--- WHAT TO PRODUCE ---
Copy out, unchanged, every line of the records from the one containing "If you could point to the utility" through the last line, both ends included.

--- DATA ---
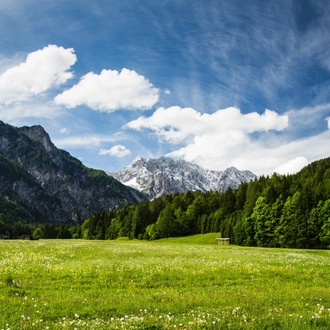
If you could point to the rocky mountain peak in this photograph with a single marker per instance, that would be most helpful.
(38, 134)
(160, 176)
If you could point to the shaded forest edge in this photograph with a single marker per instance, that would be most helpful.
(291, 211)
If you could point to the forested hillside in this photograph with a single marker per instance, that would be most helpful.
(276, 211)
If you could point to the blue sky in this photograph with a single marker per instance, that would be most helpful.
(217, 83)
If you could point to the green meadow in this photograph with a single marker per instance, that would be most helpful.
(184, 283)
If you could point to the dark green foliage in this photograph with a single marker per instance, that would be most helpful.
(276, 211)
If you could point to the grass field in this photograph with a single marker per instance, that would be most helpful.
(171, 284)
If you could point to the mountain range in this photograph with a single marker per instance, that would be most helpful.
(164, 175)
(41, 183)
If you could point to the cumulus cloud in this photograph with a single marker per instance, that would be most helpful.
(88, 141)
(117, 151)
(111, 90)
(228, 137)
(42, 69)
(176, 125)
(292, 166)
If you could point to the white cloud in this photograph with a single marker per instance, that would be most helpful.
(117, 151)
(42, 69)
(111, 90)
(229, 138)
(176, 125)
(88, 141)
(292, 166)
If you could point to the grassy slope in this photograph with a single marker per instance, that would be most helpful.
(142, 285)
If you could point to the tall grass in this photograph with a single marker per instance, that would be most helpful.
(73, 284)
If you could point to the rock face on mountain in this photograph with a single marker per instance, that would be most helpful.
(51, 185)
(161, 176)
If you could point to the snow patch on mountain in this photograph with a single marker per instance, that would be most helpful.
(161, 176)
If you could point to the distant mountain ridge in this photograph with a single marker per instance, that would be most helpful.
(42, 183)
(164, 175)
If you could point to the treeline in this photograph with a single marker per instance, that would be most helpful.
(276, 211)
(18, 229)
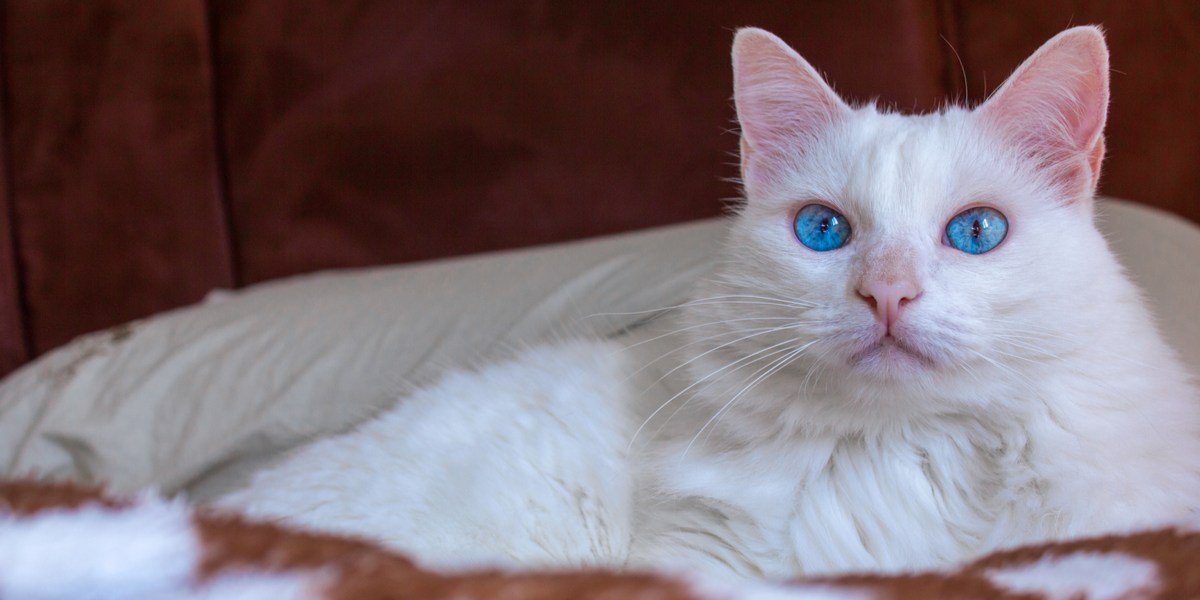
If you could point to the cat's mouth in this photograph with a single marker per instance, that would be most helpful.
(891, 354)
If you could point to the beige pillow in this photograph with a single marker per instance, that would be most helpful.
(192, 399)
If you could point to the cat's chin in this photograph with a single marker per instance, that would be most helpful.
(892, 358)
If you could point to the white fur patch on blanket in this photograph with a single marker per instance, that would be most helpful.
(60, 541)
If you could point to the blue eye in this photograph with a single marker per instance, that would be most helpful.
(821, 228)
(977, 231)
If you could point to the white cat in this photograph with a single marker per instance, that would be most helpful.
(917, 348)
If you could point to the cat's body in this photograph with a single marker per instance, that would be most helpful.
(887, 401)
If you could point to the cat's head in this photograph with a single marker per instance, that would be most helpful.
(912, 250)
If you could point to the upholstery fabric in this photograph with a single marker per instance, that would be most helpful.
(150, 151)
(193, 399)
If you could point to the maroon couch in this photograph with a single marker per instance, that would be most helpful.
(154, 150)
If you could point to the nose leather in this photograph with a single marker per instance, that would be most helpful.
(888, 298)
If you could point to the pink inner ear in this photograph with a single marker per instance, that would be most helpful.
(781, 103)
(1055, 106)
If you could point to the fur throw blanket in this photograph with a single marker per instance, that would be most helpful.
(63, 541)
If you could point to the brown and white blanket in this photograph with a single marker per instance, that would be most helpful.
(64, 541)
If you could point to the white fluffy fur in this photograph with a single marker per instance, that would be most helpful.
(761, 430)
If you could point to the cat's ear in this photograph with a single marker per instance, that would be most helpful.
(1054, 108)
(781, 102)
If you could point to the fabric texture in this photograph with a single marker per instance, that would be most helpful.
(150, 151)
(171, 551)
(193, 399)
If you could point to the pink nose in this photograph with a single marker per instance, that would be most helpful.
(888, 298)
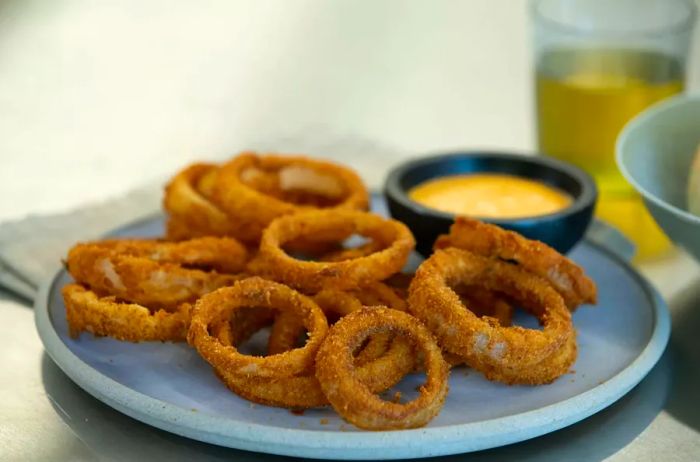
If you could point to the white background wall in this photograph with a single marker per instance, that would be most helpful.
(97, 97)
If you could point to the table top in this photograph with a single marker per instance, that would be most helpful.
(89, 112)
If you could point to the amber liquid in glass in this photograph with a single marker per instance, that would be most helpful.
(584, 98)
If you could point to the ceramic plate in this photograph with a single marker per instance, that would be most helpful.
(170, 387)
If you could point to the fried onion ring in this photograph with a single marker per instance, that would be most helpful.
(352, 399)
(313, 276)
(304, 391)
(105, 316)
(191, 210)
(299, 184)
(508, 354)
(142, 280)
(221, 254)
(256, 292)
(536, 257)
(335, 304)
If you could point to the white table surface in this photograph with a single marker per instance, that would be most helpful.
(98, 97)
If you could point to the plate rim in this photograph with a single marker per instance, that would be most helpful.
(413, 443)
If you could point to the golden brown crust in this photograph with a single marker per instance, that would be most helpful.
(149, 272)
(256, 292)
(312, 276)
(502, 353)
(258, 207)
(536, 257)
(352, 399)
(105, 316)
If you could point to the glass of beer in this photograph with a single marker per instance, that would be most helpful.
(599, 63)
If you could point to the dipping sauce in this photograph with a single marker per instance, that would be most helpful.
(490, 196)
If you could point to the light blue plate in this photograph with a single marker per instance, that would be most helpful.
(170, 387)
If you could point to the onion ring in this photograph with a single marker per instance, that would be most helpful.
(536, 257)
(105, 316)
(483, 302)
(144, 281)
(287, 329)
(312, 276)
(221, 254)
(256, 292)
(236, 195)
(352, 399)
(302, 392)
(192, 212)
(483, 343)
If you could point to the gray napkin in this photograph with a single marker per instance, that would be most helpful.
(31, 249)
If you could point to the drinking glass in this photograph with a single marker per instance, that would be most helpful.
(598, 63)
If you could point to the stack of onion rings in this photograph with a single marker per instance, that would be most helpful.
(136, 290)
(285, 378)
(296, 216)
(241, 197)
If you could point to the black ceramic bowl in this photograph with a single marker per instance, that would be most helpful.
(561, 230)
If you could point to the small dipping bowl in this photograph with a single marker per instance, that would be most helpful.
(561, 230)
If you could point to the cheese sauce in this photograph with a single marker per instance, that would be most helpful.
(490, 196)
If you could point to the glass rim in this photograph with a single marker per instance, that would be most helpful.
(684, 25)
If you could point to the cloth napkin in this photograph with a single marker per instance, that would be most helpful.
(31, 248)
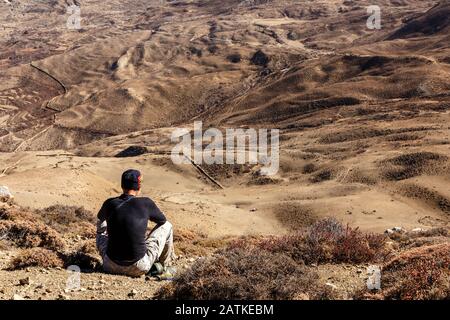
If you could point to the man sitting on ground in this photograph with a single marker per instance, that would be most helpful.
(121, 232)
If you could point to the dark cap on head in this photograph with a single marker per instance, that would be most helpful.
(131, 180)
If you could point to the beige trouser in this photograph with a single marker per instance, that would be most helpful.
(159, 249)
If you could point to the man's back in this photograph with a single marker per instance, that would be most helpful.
(127, 220)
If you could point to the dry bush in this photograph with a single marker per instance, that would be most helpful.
(294, 215)
(326, 241)
(30, 234)
(418, 274)
(86, 257)
(191, 243)
(66, 219)
(36, 257)
(357, 247)
(413, 164)
(246, 274)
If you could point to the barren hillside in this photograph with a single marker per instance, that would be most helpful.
(363, 114)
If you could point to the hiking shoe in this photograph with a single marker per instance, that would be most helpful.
(168, 274)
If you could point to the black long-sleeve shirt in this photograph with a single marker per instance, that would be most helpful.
(127, 220)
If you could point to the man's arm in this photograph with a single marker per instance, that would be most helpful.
(156, 215)
(101, 219)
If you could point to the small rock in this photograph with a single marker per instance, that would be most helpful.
(63, 297)
(132, 293)
(17, 297)
(302, 296)
(24, 281)
(333, 286)
(5, 195)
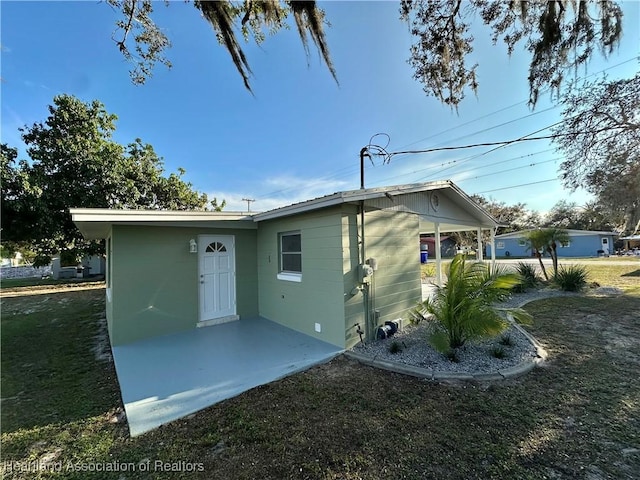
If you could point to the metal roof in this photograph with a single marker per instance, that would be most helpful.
(95, 223)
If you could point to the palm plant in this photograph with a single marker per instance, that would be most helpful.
(465, 307)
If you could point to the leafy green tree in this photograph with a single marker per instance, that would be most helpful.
(599, 137)
(537, 243)
(17, 196)
(465, 307)
(76, 163)
(547, 240)
(560, 35)
(554, 236)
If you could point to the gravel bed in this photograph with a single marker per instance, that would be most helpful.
(475, 357)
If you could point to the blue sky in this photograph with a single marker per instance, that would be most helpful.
(300, 134)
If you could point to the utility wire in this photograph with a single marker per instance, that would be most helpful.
(522, 102)
(518, 186)
(345, 171)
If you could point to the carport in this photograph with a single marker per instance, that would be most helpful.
(165, 378)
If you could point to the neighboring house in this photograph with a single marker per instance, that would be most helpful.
(447, 245)
(314, 266)
(631, 242)
(582, 243)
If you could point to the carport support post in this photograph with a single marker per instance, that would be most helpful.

--- CORRECT OUTPUT ---
If you could point to the utility wire in this photograph with a single marker per instance, that would be most helpful.
(522, 102)
(518, 186)
(345, 171)
If you could point to the carport in this photograph with a single marker per instance, that would be most helpful.
(165, 378)
If you could point to the neighboring house in this photograph with a single marker per instance, that would be most helpful.
(447, 245)
(314, 266)
(631, 242)
(582, 243)
If you could point to the carport support post in this photograph with a single marker per instance, that would be most helpful.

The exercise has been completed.